• Seite:
_ _ _

Vielen Dank, Herr Präsident; vielen Dank, Herr Kollege. – Herr Kollege, geben Sie mir darin recht, dass es eigentlich ein ganz wesentlicher Zug des Parlamentarismus ist, dass die Parlamente öffentlich diejenigen Dinge beraten, die sie dann gewissermaßen dem Bürger als Entscheidungen übergeben, und dass genau das eben in einer Art und Weise gemacht werden muss, die sowohl den Abgeordneten hilft, die Materie zu erkennen – allen, nicht nur den 18 Mitgliedern im Fachausschuss, ein paar Juristen, sondern eben tatsächlich allen Abgeordneten hier –, als auch darüber hinaus den geneigten Zuhörerinnen und Zuhörern, die das verfolgen? Soll dieser Grundsatz abgeschafft sein?
Dieser Grundsatz sollte nicht abgeschafft sein. Nur ist die Frage, die sich hier stellt: Diskutieren wir eine Thematik, die eigentlich in den Bundesfachausschuss gehört? Da ist sie auch, aber dort ist sie noch nicht einmal andiskutiert worden, weil gerade erst der Referentenentwurf vorliegt.
(Sebastian Scheel, DIE LINKE: Die Öffentlichkeit ist schon informiert! – Klaus Bartl, DIE LINKE: Das steht in der Zeitung, Herr Kollege!)

_ _ _

• Bereitgestellte Einträge:
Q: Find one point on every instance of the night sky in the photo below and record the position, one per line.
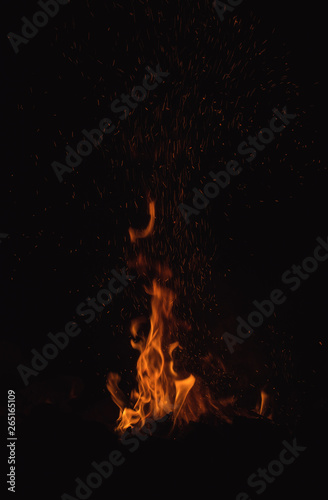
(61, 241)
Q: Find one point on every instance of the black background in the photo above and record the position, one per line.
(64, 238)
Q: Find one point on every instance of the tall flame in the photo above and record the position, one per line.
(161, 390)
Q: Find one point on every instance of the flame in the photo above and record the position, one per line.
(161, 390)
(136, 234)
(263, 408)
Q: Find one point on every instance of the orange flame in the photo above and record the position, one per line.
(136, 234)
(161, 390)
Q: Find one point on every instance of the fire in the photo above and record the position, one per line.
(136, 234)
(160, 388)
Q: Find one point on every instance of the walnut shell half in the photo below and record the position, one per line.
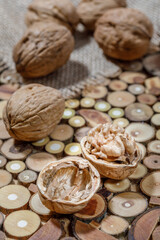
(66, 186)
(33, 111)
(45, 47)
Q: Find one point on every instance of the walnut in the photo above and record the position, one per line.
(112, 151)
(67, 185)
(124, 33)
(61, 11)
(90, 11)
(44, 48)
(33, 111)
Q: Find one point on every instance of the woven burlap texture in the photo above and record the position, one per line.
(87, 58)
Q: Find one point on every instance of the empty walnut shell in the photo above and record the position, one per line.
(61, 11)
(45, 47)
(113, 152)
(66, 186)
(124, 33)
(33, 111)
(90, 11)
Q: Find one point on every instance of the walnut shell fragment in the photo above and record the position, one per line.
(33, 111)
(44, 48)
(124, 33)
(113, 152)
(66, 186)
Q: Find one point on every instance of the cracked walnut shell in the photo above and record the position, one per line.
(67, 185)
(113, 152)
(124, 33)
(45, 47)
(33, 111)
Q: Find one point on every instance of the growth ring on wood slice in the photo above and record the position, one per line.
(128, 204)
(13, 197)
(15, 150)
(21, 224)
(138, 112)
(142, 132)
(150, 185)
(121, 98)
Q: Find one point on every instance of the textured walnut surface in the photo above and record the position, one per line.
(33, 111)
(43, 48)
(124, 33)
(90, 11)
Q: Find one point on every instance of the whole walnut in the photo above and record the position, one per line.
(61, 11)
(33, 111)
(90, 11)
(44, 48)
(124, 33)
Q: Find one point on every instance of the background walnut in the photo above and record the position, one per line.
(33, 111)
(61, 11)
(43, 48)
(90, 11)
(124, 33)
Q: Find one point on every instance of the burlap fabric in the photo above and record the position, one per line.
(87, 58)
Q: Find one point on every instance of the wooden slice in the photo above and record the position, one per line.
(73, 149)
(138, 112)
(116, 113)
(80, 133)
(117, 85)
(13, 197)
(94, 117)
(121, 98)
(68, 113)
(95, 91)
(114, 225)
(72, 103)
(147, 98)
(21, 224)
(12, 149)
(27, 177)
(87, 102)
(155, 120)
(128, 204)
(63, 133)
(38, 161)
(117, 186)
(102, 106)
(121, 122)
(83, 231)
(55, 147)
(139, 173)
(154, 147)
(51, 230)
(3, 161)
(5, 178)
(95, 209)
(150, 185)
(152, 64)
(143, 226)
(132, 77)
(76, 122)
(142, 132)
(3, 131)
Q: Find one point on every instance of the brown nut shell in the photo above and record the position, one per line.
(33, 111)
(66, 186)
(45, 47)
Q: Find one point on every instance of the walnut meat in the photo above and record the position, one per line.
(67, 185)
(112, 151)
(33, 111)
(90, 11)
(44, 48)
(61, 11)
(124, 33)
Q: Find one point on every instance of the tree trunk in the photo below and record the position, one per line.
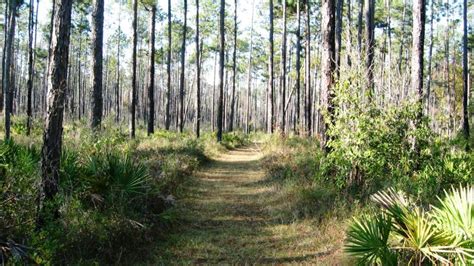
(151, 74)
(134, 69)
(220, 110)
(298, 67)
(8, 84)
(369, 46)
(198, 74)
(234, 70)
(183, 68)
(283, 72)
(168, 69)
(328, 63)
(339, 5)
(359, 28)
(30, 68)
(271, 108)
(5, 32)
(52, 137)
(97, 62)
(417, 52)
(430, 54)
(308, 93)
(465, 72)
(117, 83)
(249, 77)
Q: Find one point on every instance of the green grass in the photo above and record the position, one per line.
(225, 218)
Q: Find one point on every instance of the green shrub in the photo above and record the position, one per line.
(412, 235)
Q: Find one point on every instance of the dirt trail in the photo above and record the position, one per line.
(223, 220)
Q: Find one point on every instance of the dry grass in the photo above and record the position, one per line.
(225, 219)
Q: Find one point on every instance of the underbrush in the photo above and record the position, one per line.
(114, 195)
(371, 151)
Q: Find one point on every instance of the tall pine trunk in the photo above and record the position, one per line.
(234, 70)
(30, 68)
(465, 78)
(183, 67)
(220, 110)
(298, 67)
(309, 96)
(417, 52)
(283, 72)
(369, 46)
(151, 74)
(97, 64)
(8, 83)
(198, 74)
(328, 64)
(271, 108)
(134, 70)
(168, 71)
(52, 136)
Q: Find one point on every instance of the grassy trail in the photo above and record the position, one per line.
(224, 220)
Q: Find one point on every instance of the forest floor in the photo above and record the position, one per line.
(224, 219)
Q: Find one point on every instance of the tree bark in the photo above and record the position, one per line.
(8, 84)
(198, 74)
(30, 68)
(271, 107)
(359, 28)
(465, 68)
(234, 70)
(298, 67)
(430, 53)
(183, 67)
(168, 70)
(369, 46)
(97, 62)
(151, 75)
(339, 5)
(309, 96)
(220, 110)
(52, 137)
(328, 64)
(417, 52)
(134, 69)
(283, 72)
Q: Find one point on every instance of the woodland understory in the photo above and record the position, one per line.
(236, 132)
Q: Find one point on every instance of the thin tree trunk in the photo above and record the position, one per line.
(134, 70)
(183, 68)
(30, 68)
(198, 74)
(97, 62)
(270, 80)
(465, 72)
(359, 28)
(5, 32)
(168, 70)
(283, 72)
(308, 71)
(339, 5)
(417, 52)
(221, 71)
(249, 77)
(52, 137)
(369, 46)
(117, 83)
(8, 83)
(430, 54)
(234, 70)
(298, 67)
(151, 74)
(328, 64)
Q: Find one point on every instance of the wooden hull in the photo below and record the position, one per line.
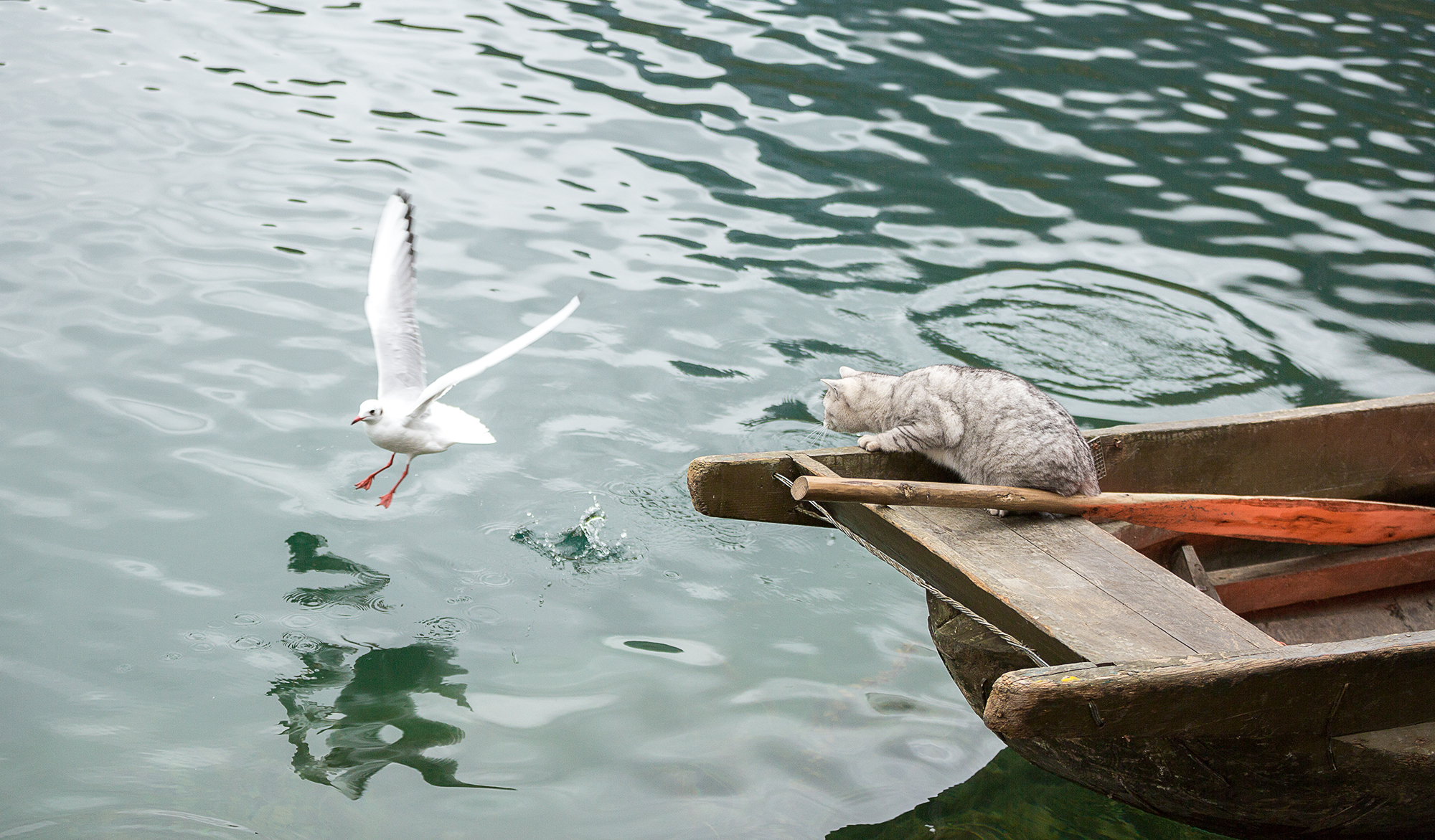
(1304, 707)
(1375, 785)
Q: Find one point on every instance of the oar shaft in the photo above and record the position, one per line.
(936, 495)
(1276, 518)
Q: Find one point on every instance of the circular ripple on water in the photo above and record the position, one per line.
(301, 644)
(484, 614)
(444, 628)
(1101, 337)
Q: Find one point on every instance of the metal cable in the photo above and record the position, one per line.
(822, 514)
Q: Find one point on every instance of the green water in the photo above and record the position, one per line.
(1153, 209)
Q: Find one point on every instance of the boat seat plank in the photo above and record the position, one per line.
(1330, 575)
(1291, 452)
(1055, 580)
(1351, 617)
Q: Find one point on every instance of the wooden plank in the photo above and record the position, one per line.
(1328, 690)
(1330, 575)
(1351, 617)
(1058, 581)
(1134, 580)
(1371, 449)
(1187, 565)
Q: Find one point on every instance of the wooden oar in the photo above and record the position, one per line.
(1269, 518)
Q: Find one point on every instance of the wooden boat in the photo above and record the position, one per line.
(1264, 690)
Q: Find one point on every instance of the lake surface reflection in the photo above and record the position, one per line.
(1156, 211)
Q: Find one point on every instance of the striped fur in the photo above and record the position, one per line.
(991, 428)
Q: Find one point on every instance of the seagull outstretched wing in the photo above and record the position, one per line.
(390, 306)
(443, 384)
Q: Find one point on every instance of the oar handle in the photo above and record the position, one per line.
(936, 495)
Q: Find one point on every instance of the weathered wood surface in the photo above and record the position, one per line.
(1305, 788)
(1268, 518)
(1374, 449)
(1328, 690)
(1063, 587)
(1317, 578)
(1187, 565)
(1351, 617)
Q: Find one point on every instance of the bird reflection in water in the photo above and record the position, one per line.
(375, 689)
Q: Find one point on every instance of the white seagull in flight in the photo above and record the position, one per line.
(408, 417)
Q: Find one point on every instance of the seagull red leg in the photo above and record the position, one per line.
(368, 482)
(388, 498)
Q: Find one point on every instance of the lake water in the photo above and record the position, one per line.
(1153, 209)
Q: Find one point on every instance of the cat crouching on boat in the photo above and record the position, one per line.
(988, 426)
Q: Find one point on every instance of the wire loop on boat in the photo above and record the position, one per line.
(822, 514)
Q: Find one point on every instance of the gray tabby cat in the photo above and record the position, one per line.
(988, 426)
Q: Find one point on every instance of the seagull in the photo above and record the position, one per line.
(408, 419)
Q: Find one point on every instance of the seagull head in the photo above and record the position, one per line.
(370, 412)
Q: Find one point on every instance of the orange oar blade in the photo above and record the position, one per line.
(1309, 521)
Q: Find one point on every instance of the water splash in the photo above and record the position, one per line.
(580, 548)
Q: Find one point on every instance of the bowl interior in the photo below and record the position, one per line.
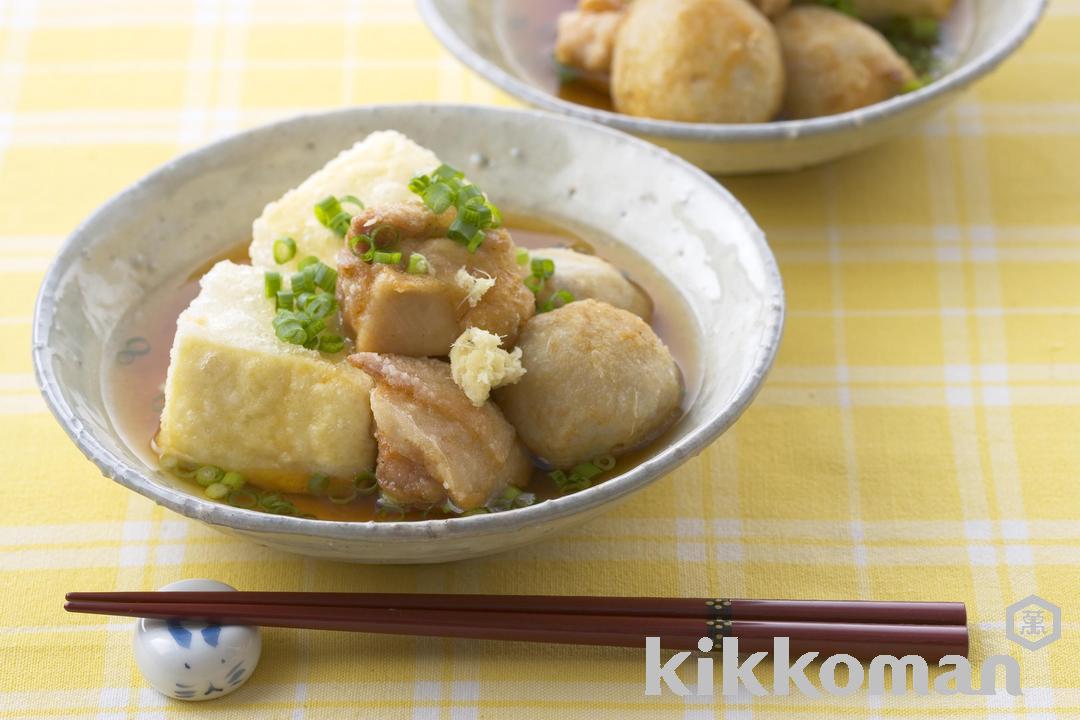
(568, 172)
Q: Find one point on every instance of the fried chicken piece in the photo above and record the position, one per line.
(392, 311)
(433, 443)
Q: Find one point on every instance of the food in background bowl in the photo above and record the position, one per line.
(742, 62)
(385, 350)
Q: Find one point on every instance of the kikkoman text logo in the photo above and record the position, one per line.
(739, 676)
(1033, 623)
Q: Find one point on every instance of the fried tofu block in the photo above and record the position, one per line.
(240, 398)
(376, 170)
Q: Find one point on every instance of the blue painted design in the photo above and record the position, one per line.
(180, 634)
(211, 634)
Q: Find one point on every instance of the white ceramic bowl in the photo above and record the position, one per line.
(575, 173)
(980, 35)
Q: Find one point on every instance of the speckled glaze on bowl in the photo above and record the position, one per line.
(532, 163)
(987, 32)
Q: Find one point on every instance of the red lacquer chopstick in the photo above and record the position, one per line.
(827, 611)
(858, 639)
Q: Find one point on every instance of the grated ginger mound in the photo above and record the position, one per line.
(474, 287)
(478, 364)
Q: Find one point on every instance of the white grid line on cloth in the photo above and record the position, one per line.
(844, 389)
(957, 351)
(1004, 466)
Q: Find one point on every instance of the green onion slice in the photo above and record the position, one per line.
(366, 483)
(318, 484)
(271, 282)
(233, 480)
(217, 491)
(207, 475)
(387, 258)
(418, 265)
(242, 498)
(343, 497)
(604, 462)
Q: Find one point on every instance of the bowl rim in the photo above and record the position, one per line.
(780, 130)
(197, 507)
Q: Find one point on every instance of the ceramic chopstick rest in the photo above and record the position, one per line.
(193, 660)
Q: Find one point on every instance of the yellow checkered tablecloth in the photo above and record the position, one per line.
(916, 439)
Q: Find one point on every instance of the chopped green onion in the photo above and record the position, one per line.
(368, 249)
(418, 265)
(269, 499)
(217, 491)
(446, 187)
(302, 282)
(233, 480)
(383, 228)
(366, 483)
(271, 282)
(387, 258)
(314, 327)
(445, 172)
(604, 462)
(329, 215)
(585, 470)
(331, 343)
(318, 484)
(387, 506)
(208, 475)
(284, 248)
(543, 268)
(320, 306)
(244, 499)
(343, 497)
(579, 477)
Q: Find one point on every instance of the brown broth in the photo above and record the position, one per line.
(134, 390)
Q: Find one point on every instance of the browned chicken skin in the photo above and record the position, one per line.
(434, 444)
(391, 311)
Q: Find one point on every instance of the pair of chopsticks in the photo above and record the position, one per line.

_ _ _

• Gestellte Aufgabe A: Können Sie aus dem Debattenauszug wörtlich abschreiben, beginnend bei den Worten „Dieser Grundsatz sollte“ und endend nach „der Referentenentwurf vorliegt.“?
• Gestellte Aufgabe B: Wie lässt sich der Absatz des Debattenauszugs, der mit „Dieser Grundsatz sollte nicht abgeschafft sein“ beginnt, kürzer fassen, ohne seine wesentlichen Aussagen zu verlieren?
• Gestellte Aufgabe C: Setzen Sie den Debattenauszug über die Öffentlichkeit parlamentarischer Beratungen im Anschluss an den letzten Zwischenruf fort.

• Ergebnis der Übung A:
Dieser Grundsatz sollte nicht abgeschafft sein. Nur ist die Frage, die sich hier stellt: Diskutieren wir eine Thematik, die eigentlich in den Bundesfachausschuss gehört? Da ist sie auch, aber dort ist sie noch nicht einmal andiskutiert worden, weil gerade erst der Referentenentwurf vorliegt.

• Ergebnis der Übung B: Der Grundsatz soll bestehen bleiben. Offen ist aber, ob das Thema eigentlich in den Bundesfachausschuss gehört. Dort liegt es zwar, wurde jedoch noch nicht einmal andiskutiert, weil gerade erst der Referentenentwurf vorliegt.

• Ergebnis der Übung C:
Ja, natürlich steht es in der Zeitung. Wissen Sie, was heute alles in der Zeitung steht? Es steht jetzt schon in der Zeitung, was der Kollege Wippel heute gesagt hat.
Ich sage nur: Wehret dem vorschnellen Eingriff in Diskussionen. Das haben Sie gesagt: Wehret dem, diskutiert langsam darüber. Aber jetzt machen wir eine Geschichte, die noch nicht einmal ausgegoren ist.
Das war auch die Frage. Herr Bartl, ich nenne immer noch einmal die Frage der Fahrerlaubnisentziehung und des Fahrverbots; darauf komme ich gleich noch einmal. Ist das wirklich im Referentenentwurf gefordert? Wir gucken es uns einmal an.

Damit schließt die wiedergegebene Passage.